(THE TASK)
An exact copy of every record below is required, with the pictures left out.

(Beginning of THE RECORDS)

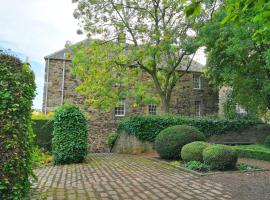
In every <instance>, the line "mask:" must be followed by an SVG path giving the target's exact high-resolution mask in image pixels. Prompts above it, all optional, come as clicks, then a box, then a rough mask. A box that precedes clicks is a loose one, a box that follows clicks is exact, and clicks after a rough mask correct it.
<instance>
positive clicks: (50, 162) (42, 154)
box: [32, 147, 53, 167]
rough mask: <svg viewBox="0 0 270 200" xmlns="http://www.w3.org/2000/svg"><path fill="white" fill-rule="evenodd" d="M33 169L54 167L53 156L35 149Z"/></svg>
mask: <svg viewBox="0 0 270 200" xmlns="http://www.w3.org/2000/svg"><path fill="white" fill-rule="evenodd" d="M32 159H33V167H42V166H48V165H52V164H53V161H52V155H51V154H50V153H49V152H47V151H44V150H41V149H39V148H38V147H35V148H34V150H33V154H32Z"/></svg>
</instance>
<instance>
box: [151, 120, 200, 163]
mask: <svg viewBox="0 0 270 200" xmlns="http://www.w3.org/2000/svg"><path fill="white" fill-rule="evenodd" d="M203 140H205V137H204V135H203V134H202V133H201V132H200V131H198V130H197V129H196V128H194V127H191V126H185V125H177V126H171V127H168V128H166V129H164V130H162V131H161V132H160V133H159V134H158V135H157V137H156V140H155V148H156V150H157V152H158V154H159V156H160V157H161V158H164V159H175V158H179V157H180V152H181V149H182V147H183V146H184V145H185V144H188V143H190V142H193V141H203Z"/></svg>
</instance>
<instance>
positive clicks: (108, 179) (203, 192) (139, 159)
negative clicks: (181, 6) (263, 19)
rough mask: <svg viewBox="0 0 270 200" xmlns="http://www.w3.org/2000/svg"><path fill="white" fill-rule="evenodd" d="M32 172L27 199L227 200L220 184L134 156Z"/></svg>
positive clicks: (113, 158) (59, 167)
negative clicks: (31, 190) (200, 199)
mask: <svg viewBox="0 0 270 200" xmlns="http://www.w3.org/2000/svg"><path fill="white" fill-rule="evenodd" d="M35 172H36V175H37V176H38V179H39V180H38V182H37V183H35V185H34V188H33V190H34V192H33V195H32V198H31V199H57V200H59V199H78V200H84V199H104V200H105V199H107V200H109V199H179V200H182V199H183V200H186V199H187V200H188V199H192V200H197V199H207V200H218V199H220V200H222V199H223V200H225V199H231V195H230V193H228V192H227V190H226V189H224V187H223V186H222V185H221V184H218V183H214V182H211V181H209V180H206V179H202V178H200V177H197V176H194V175H191V174H189V173H186V172H184V171H181V170H179V169H176V168H174V167H172V166H170V165H167V164H164V163H162V162H158V161H153V160H149V159H147V158H143V157H138V156H130V155H117V154H91V155H90V156H89V157H88V158H87V162H86V164H76V165H64V166H50V167H44V168H39V169H37V170H36V171H35Z"/></svg>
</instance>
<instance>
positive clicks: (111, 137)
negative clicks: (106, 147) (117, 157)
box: [106, 132, 118, 151]
mask: <svg viewBox="0 0 270 200" xmlns="http://www.w3.org/2000/svg"><path fill="white" fill-rule="evenodd" d="M117 138H118V133H117V132H112V133H110V134H109V135H108V136H107V139H106V143H107V145H108V146H109V148H110V151H111V150H112V148H113V146H114V144H115V142H116V140H117Z"/></svg>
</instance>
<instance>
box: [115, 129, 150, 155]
mask: <svg viewBox="0 0 270 200" xmlns="http://www.w3.org/2000/svg"><path fill="white" fill-rule="evenodd" d="M153 151H154V145H153V143H150V142H144V141H140V140H138V139H137V138H136V137H135V136H134V135H131V134H127V133H125V132H121V133H120V135H119V136H118V139H117V141H116V143H115V145H114V147H113V149H112V152H114V153H123V154H141V153H145V152H153Z"/></svg>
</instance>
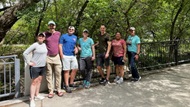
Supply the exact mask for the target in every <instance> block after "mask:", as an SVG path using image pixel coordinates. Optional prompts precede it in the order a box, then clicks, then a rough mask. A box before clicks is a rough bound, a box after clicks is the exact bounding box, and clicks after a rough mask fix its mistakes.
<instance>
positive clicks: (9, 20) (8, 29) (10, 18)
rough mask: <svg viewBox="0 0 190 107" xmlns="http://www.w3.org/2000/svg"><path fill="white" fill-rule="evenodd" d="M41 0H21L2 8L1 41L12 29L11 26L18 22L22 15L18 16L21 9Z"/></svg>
mask: <svg viewBox="0 0 190 107" xmlns="http://www.w3.org/2000/svg"><path fill="white" fill-rule="evenodd" d="M39 1H40V0H21V1H20V2H19V3H17V4H15V5H13V6H11V7H9V8H6V9H2V11H4V12H3V14H2V15H0V25H1V28H0V42H1V41H2V40H3V38H4V37H5V35H6V33H7V32H8V31H9V30H10V28H11V27H12V26H13V25H14V24H15V22H17V21H18V20H19V19H20V18H21V16H19V17H18V16H17V13H18V12H19V11H22V10H24V9H26V8H28V7H30V6H31V5H33V4H34V3H38V2H39Z"/></svg>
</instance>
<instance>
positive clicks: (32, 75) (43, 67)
mask: <svg viewBox="0 0 190 107" xmlns="http://www.w3.org/2000/svg"><path fill="white" fill-rule="evenodd" d="M45 70H46V67H45V66H44V67H32V66H30V77H31V79H35V78H37V77H38V76H43V75H44V73H45Z"/></svg>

(End of THE RECORDS)

(SOLUTION BELOW)
In every <instance>, the line "mask:" must be followed by an SVG path giving the target's exact high-resolution mask in image pixels. Prompts above it, all optional, come as clicks, then a box, then a rough mask. A box that precedes clicks is a loose one, a box that follows clicks is exact, and clicks after a rough mask correct it.
<instance>
positive clicks: (50, 162) (42, 154)
box: [32, 147, 53, 167]
rough mask: <svg viewBox="0 0 270 200" xmlns="http://www.w3.org/2000/svg"><path fill="white" fill-rule="evenodd" d="M33 169L54 167L53 156L35 149Z"/></svg>
mask: <svg viewBox="0 0 270 200" xmlns="http://www.w3.org/2000/svg"><path fill="white" fill-rule="evenodd" d="M32 159H33V167H42V166H48V165H52V164H53V161H52V155H51V154H50V153H49V152H47V151H44V150H41V149H39V148H38V147H35V148H34V150H33V154H32Z"/></svg>
</instance>
<instance>
box: [151, 120, 200, 163]
mask: <svg viewBox="0 0 270 200" xmlns="http://www.w3.org/2000/svg"><path fill="white" fill-rule="evenodd" d="M203 140H205V137H204V135H203V134H202V133H201V132H200V131H198V130H197V129H196V128H194V127H191V126H185V125H177V126H171V127H168V128H166V129H164V130H162V131H161V132H160V133H159V134H158V135H157V137H156V140H155V148H156V150H157V152H158V154H159V156H160V157H161V158H164V159H175V158H179V157H180V152H181V149H182V147H183V146H184V145H185V144H188V143H190V142H193V141H203Z"/></svg>
</instance>
<instance>
positive clicks: (108, 179) (203, 192) (139, 159)
negative clicks: (181, 6) (263, 19)
rough mask: <svg viewBox="0 0 270 200" xmlns="http://www.w3.org/2000/svg"><path fill="white" fill-rule="evenodd" d="M32 172L27 199L227 200L220 184L134 156Z"/></svg>
positive clicks: (113, 158) (59, 167)
negative clicks: (31, 190) (200, 199)
mask: <svg viewBox="0 0 270 200" xmlns="http://www.w3.org/2000/svg"><path fill="white" fill-rule="evenodd" d="M35 172H36V175H37V176H38V179H39V180H38V182H37V183H35V185H34V188H33V190H34V192H33V195H32V198H31V199H57V200H59V199H78V200H84V199H104V200H105V199H107V200H109V199H179V200H182V199H183V200H186V199H187V200H188V199H192V200H197V199H207V200H218V199H220V200H222V199H223V200H225V199H231V195H230V193H228V192H227V190H226V189H224V187H223V186H222V185H221V184H218V183H214V182H211V181H209V180H206V179H202V178H200V177H197V176H194V175H191V174H189V173H186V172H184V171H181V170H179V169H176V168H174V167H172V166H170V165H167V164H164V163H162V162H158V161H153V160H149V159H147V158H143V157H138V156H130V155H117V154H91V155H90V156H89V157H88V158H87V162H86V164H76V165H64V166H50V167H44V168H39V169H37V170H36V171H35Z"/></svg>
</instance>
<instance>
positive clicks: (111, 137)
negative clicks: (106, 147) (117, 157)
box: [106, 132, 118, 151]
mask: <svg viewBox="0 0 270 200" xmlns="http://www.w3.org/2000/svg"><path fill="white" fill-rule="evenodd" d="M117 138H118V133H117V132H112V133H110V134H109V135H108V136H107V139H106V143H107V145H108V146H109V148H110V151H111V150H112V148H113V146H114V144H115V142H116V140H117Z"/></svg>
</instance>
<instance>
box: [115, 129, 150, 155]
mask: <svg viewBox="0 0 270 200" xmlns="http://www.w3.org/2000/svg"><path fill="white" fill-rule="evenodd" d="M153 151H154V145H153V143H150V142H144V141H140V140H138V139H137V138H136V137H135V136H134V135H131V134H127V133H125V132H121V133H120V135H119V136H118V139H117V141H116V143H115V145H114V147H113V149H112V152H114V153H123V154H141V153H145V152H153Z"/></svg>
</instance>
Supply the exact mask for the target in every <instance> block after "mask:", as an SVG path using image pixel coordinates. Optional prompts precede it in the order a box, then clicks, then a rough mask. A box before clicks is a rough bound, a box after clicks is the exact bounding box, and clicks after a rough mask fix its mistakes.
<instance>
positive clicks: (9, 20) (8, 29) (10, 18)
rough mask: <svg viewBox="0 0 190 107" xmlns="http://www.w3.org/2000/svg"><path fill="white" fill-rule="evenodd" d="M41 0H21L2 8L1 41L12 29L11 26L18 22L22 15L18 16L21 9Z"/></svg>
mask: <svg viewBox="0 0 190 107" xmlns="http://www.w3.org/2000/svg"><path fill="white" fill-rule="evenodd" d="M39 1H40V0H21V1H20V2H19V3H17V4H15V5H13V6H11V7H9V8H6V9H2V11H4V12H3V14H2V15H0V25H1V28H0V42H1V41H2V40H3V38H4V37H5V35H6V33H7V32H8V31H9V30H10V28H11V27H12V26H13V25H14V24H15V22H17V21H18V20H19V19H20V18H21V16H19V17H18V16H17V13H18V12H19V11H22V10H24V9H26V8H28V7H30V6H31V5H33V4H34V3H38V2H39Z"/></svg>
</instance>
<instance>
positive clicks: (32, 75) (43, 67)
mask: <svg viewBox="0 0 190 107" xmlns="http://www.w3.org/2000/svg"><path fill="white" fill-rule="evenodd" d="M45 70H46V67H45V66H44V67H32V66H30V77H31V79H35V78H37V77H38V76H43V75H44V73H45Z"/></svg>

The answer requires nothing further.